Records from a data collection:
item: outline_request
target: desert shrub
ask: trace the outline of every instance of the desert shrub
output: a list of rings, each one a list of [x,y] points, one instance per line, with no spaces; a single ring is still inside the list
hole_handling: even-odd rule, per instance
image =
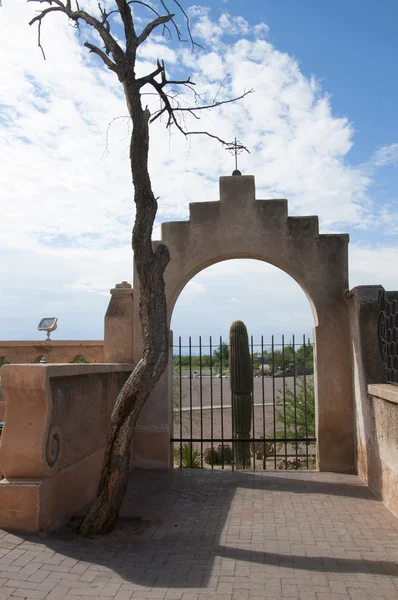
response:
[[[276,422],[283,425],[277,431],[277,437],[306,438],[315,436],[315,390],[314,378],[298,377],[296,380],[296,402],[294,402],[294,390],[285,390],[285,407],[283,396],[277,397]],[[286,416],[285,416],[286,410]]]
[[[183,469],[200,469],[201,467],[200,452],[191,442],[186,442],[181,448],[176,448],[174,458],[178,466]]]

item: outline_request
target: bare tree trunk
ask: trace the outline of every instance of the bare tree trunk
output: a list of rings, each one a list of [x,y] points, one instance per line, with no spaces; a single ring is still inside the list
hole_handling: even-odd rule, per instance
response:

WORK ITEM: Looking over the records, find each line with the word "bare" and copy it.

TASK ANSWER:
target: bare tree trunk
ask: trace the outline of every instance of the bare tree trunk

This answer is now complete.